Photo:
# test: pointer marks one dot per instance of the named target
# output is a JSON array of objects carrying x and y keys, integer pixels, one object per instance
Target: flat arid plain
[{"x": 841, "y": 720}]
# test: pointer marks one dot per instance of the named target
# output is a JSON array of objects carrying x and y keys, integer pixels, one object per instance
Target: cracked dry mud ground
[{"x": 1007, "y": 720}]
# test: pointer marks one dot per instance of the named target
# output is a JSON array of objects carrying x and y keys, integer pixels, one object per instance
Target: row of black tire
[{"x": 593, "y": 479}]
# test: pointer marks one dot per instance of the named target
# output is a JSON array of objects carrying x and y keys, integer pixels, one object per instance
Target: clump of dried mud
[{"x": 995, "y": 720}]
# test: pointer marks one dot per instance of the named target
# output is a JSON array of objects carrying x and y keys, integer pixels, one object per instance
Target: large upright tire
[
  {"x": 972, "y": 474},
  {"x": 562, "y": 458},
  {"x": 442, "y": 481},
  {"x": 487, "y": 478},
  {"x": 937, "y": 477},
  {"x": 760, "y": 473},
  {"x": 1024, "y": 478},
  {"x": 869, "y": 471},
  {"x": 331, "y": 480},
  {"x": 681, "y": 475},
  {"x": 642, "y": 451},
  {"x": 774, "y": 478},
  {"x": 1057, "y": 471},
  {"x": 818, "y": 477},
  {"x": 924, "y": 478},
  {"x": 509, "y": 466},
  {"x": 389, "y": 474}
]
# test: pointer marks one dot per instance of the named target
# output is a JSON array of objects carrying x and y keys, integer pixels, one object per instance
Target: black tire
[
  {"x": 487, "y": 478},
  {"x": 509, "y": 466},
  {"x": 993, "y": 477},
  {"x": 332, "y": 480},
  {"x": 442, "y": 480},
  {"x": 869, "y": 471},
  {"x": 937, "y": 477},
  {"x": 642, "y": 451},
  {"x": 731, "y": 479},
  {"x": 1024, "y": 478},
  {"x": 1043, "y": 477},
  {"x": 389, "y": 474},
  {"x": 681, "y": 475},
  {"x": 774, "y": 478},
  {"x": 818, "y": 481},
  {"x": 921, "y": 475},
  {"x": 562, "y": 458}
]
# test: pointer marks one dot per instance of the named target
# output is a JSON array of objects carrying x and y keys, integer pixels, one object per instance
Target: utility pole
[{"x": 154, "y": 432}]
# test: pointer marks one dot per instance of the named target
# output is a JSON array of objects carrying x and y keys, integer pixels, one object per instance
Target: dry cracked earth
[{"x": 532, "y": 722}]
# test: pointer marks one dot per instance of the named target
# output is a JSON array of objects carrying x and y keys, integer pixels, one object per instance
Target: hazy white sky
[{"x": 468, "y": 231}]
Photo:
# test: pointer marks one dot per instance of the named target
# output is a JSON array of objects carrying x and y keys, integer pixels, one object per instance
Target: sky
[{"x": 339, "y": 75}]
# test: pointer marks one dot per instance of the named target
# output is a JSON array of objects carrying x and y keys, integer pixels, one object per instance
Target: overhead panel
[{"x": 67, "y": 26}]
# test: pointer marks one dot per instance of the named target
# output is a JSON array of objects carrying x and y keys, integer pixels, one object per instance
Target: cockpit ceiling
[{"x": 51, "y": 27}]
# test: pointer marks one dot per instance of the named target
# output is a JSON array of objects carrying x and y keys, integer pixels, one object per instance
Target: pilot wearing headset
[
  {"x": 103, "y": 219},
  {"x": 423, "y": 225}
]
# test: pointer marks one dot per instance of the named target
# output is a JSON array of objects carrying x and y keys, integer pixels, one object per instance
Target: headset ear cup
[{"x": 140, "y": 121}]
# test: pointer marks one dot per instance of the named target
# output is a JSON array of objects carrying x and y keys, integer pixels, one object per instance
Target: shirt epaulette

--------------------

**EXERCISE INSTRUCTIONS**
Every line of the records above needs to be given again exactly.

**EXERCISE OUTPUT**
Photo:
# test: pointer marks one dot per instance of the named target
# output is a JSON array of objects carrying x and y keys, integer pixels, one object per instance
Target: flat arid plain
[{"x": 841, "y": 720}]
# test: pointer marks one dot per instance of the named target
# output is a JSON array of objects carrying x and y keys, integer pixels, one object per instance
Target: cracked dry mud ground
[{"x": 1007, "y": 720}]
# test: pointer marks one dot per instance of the named target
# output is a JSON array of objects carrying x and y keys, integer pixels, one object per instance
Target: row of black tire
[{"x": 593, "y": 479}]
# test: pointer marks one dot per instance of the named target
# output is a JSON array of objects carrying x and y keys, integer pixels, one object per instance
Target: clump of dried mud
[{"x": 995, "y": 720}]
# test: pointer marks one dot per instance of the named target
# output is a JSON array of objects carrying x and y keys, integer pixels, one object per instance
Target: large upright tire
[
  {"x": 972, "y": 474},
  {"x": 562, "y": 458},
  {"x": 442, "y": 481},
  {"x": 487, "y": 478},
  {"x": 937, "y": 477},
  {"x": 760, "y": 473},
  {"x": 1024, "y": 478},
  {"x": 869, "y": 471},
  {"x": 331, "y": 480},
  {"x": 681, "y": 475},
  {"x": 642, "y": 451},
  {"x": 774, "y": 478},
  {"x": 1057, "y": 471},
  {"x": 818, "y": 477},
  {"x": 924, "y": 478},
  {"x": 509, "y": 466},
  {"x": 389, "y": 474}
]
# test: pointer marks one dot per instance of the named target
# output is a JSON array of objects carrying x and y keys, integer pixels, one object per instance
Target: black tire
[
  {"x": 487, "y": 478},
  {"x": 509, "y": 466},
  {"x": 993, "y": 477},
  {"x": 332, "y": 480},
  {"x": 442, "y": 480},
  {"x": 869, "y": 471},
  {"x": 937, "y": 477},
  {"x": 642, "y": 451},
  {"x": 731, "y": 479},
  {"x": 1024, "y": 478},
  {"x": 1043, "y": 477},
  {"x": 389, "y": 474},
  {"x": 681, "y": 475},
  {"x": 774, "y": 478},
  {"x": 818, "y": 481},
  {"x": 921, "y": 475},
  {"x": 562, "y": 458}
]
# test: pointer marks one dot per instance of the named target
# output is a JSON array of objects carrying x and y keys, integer pixels, one object per instance
Target: utility pole
[{"x": 154, "y": 432}]
# test: pointer marks one dot per instance of the named target
# output is a JSON array of objects carrying x and y keys, integer pixels, one object per instance
Target: dry cracked earth
[{"x": 532, "y": 722}]
# test: pointer marks one dot per instance of the named target
# output is a JSON array of objects carrying x and y keys, integer pixels, one object per instance
Target: hazy white sky
[{"x": 468, "y": 231}]
Photo:
# test: pointer marks one dot per instance of the named target
# output is a JSON array of objects carrying x and y keys, integer pixels, one object per instance
Target: sky
[{"x": 339, "y": 75}]
# test: pointer marks one dot per instance of the named target
# output is a JSON array of objects carrying x and y keys, integer pixels, one object per instance
Target: overhead panel
[{"x": 67, "y": 26}]
# test: pointer marks one dot per instance of the named target
# output is a JSON array of objects carrying x and y keys, integer pixels, one object per instance
Target: cockpit ceiling
[{"x": 51, "y": 27}]
# test: pointer marks one dot per instance of the named target
# output is a JSON array of objects carrying x and y keys, integer pixels, one object per instance
Target: pilot wearing headset
[
  {"x": 103, "y": 219},
  {"x": 423, "y": 225}
]
# test: pointer marks one dot per instance of the named target
# output is a JSON array of objects carrying x and y keys, integer pixels, one object per instance
Target: headset ear cup
[{"x": 140, "y": 121}]
# test: pointer marks one dot per instance of the named target
# output is a JSON array of objects carrying x and y keys, integer pixels, one object per instance
Target: shirt epaulette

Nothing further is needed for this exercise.